START PASSAGE PROVIDED

Samantha Morton: Justin Haythe, the creator and showrunner of the series, comes from cinema and he had a very interesting way of how he wanted to tell this story; not just a very traditional, linear way.
And certainly, in regards to “how would you have done it differently,” she is known historically as somebody that was formidable and did some things that are very misinterpreted. We wanted to make sure that we really analyzed the character and that we could give this character the space and the time to bring.
You start from the beginning. And you get to see her childhood and you get to see all these things that happened to her. And then the twist is: OK, if this was happening to you, how would you survive?
Historically, with so many dramas, we know about Napoleon or we know about Henry VIII. We know about all these incredible, historical men even down to Churchill. But, really, a lot of [women’s] stories aren’t talked about unless you’re a history major and you go, “I want to just look at Renaissance France.” It’s a very specific era. Her story is absolutely mind-blowing and fascinating. And I just couldn’t believe I didn’t know about it.

END PASSAGE PROVIDED

**TO DO**.
[1] In the interview excerpt, who is the creator and showrunner of the series?
[2] Return the passage of the interview excerpt that begins at the words "Samantha Morton: Justin" and stops after "traditional, linear way.".

START RECORD EXCERPTS

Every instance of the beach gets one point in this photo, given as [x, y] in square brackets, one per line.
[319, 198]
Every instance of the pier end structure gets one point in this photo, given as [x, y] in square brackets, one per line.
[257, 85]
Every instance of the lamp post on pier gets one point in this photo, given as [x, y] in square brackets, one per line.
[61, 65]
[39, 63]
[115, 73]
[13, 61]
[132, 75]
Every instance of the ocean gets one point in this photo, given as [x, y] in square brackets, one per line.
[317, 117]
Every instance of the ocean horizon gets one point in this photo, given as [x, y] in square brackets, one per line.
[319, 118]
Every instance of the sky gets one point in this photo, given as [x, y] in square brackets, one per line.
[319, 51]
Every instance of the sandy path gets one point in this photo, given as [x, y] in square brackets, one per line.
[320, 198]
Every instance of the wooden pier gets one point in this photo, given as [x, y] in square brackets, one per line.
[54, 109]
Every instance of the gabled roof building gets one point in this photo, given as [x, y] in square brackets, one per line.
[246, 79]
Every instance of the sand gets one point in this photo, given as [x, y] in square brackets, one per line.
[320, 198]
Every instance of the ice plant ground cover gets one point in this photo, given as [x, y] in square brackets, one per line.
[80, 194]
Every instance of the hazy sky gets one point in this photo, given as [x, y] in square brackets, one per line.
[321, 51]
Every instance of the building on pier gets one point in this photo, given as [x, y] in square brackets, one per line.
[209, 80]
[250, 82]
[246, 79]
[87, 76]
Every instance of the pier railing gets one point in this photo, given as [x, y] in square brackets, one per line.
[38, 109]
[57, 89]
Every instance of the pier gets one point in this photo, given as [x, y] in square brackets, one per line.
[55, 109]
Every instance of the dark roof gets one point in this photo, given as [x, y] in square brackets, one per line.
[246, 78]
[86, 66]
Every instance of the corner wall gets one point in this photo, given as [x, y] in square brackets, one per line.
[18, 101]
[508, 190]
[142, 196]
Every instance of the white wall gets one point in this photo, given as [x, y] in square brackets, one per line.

END RECORD EXCERPTS

**ANSWERS IN ORDER**.
[1] Justin Haythe

[2]
Samantha Morton: Justin Haythe, the creator and showrunner of the series, comes from cinema and he had a very interesting way of how he wanted to tell this story; not just a very traditional, linear way.